[Data items]
━━━━
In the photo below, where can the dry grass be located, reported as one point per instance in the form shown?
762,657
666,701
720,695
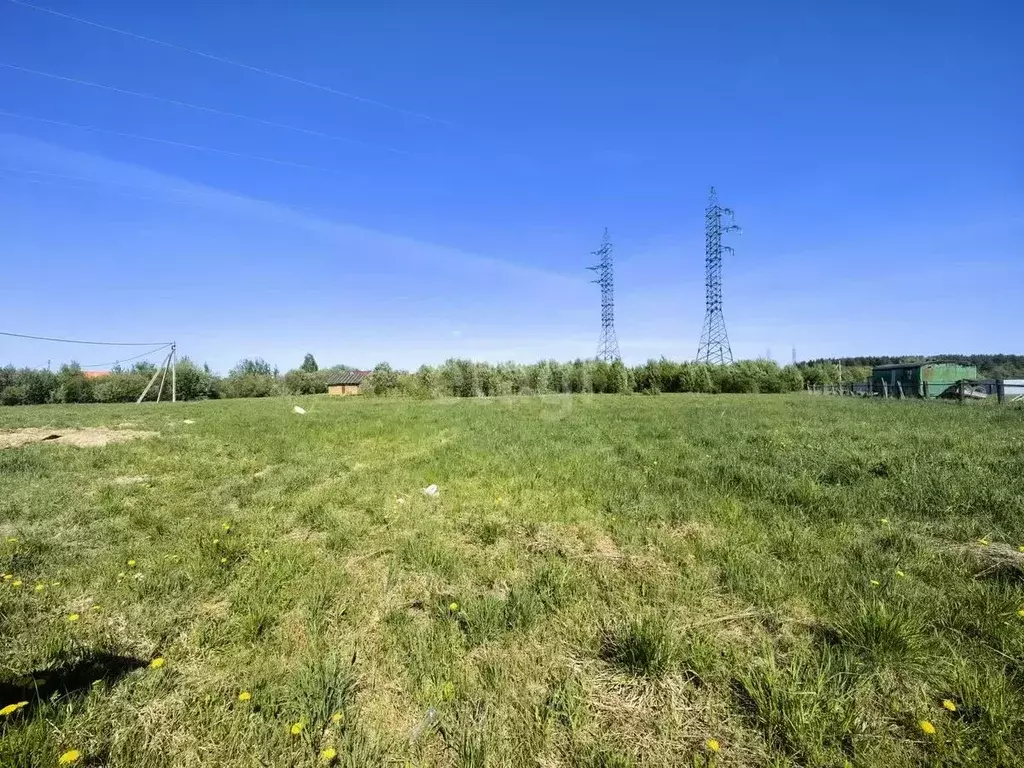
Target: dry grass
601,582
━━━━
> [Problem to solve] Please quote every line of the data above word for word, leaving out the pictures.

> [Correct response]
In the photo below, where can the dry grass be located, reported as one point per instance in the form shown?
762,657
666,701
720,695
Target: dry grass
601,582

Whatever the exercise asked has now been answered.